Several issues were mentioned by complainants that related to organisational issues and management. In the majority of these, callers reported that, despite the hot conditions, workers were “required to work long hours in the heat” and requests for extra breaks were denied. In one case, there was a bonus incentive to keep working and in another there were threats of job losses for workers requesting breaks.
…the foreman’s attitude was that, if he stops work, don’t bother coming back the next day.
(#10)
Some callers told of supervisors whose attitudes were seemingly unreasonable, as in the case of a worker in a rural area who had lost consciousness twice in the heat. The supervisor refused to let the worker be taken to an air-conditioned room and was then reluctant to assist in helping transport them to an awaiting ambulance some distance away. In other cases of poor management practices, a health and safety representative was temporarily suspended for filing a report, some workers were “forced to work installing insulation in house roofs in extreme heat”, and on one occasion management was “pushing people to work past their capacity”. Furthermore, some callers reported that on some worksites there was no “drinking water for employees” or that the water was “too hot to drink on hot days”. In some instances, workers reportedly had to supply or buy their own water.
The safety culture of workplaces came into question in several calls to the Help Centre. Personal protective equipment (PPE), safety training, first aid, and hot weather policies were among the issues raised. Two callers complained about having to wear full PPE, but more said that PPE “to protect against the heat” was not provided by the employer. One frustrated worker in the transport industry clearly stated his/her views on employers’ responsibility for their workers’ health and safety:
…time for drivers being responsible for their safety and their own PPE are done … it should be the companies [sic] responsibility to ensure my safety whilst on site without being put in heat/cold conditions that cause sickness … it’s unfair and wrong.
(#15)
There were also a small number of calls relating to a lack of first aid facilities or provider, and no or minimal, safety training. Several complainants raised the issue of no hot weather policies in place or that policies were not adhered to. It is particularly concerning that an insulation installation company reportedly had no hot weather policy. Views of policies were unclear, however, as one caller claimed that, although there was no heat policy, the workers could “start earlier and knock off earlier”. Acknowledgements of other heat stress mitigation measures included workers being provided with “ice packs and wet towels to keep cool”, powdered electrolytes, and “plenty of cold water”.

4. Discussion

This study summarises the calls to a safety regulator from members of the public with concerns about occupational heat exposure. It highlights some alarming and potentially harmful thermal environments in which employees work, and questionable safety cultures in some workplaces. Notably, there was an increasing trend in the number of these calls over the study period. However, it cannot be determined how much of this increase can be attributed to increasing knowledge of the existence of the Help Centre facility over this period.

• Data excerpt:
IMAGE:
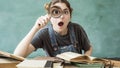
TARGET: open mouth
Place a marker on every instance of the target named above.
(60, 23)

• Work task: Write what comes next in the study of workers' heat-exposure complaints to a safety regulator, starting after its last sentence.

• Written answer:
The majority of calls related to indoor work environments. This is in contrast to a considerable body of literature identifying outdoor workers amongst those vulnerable during extreme heat [18,23,24]. Whereas some complaints in this study related purely to conditions causing thermal discomfort, this is not covered under the South Australian Work Health and Safety Act 2012, which specifies “extremes of heat or cold” [16]. These terms could of course be subjective. Nevertheless, clearly some indoor workers in this study were working in extremes of heat if temperatures were as high as reported. Hot indoor environments can occur where there are heat-generating sources and/or it is neither practical nor economically viable for management to install and operate cooling devices during periods of extreme heat. Air-conditioned businesses will likely be faced with soaring electricity bills, as SA reportedly has the highest power prices in the world [25]. By economising on energy expenditure and minimising air conditioner usage, employers could potentially jeopardise workers’ health, safety, and welfare during extreme heat. It is therefore important that policies consider the thermal safety of all workers, not just those exposed to solar radiation. In some instances, industrial fans may be an option although in this study there were reports of some workplaces with no ventilation at all. This can impede workers’ ability to lose body heat gained from the environment, as low air velocity impairs the evaporation of sweat, the major heat loss mechanism when ambient air temperature exceeds skin temperature [26].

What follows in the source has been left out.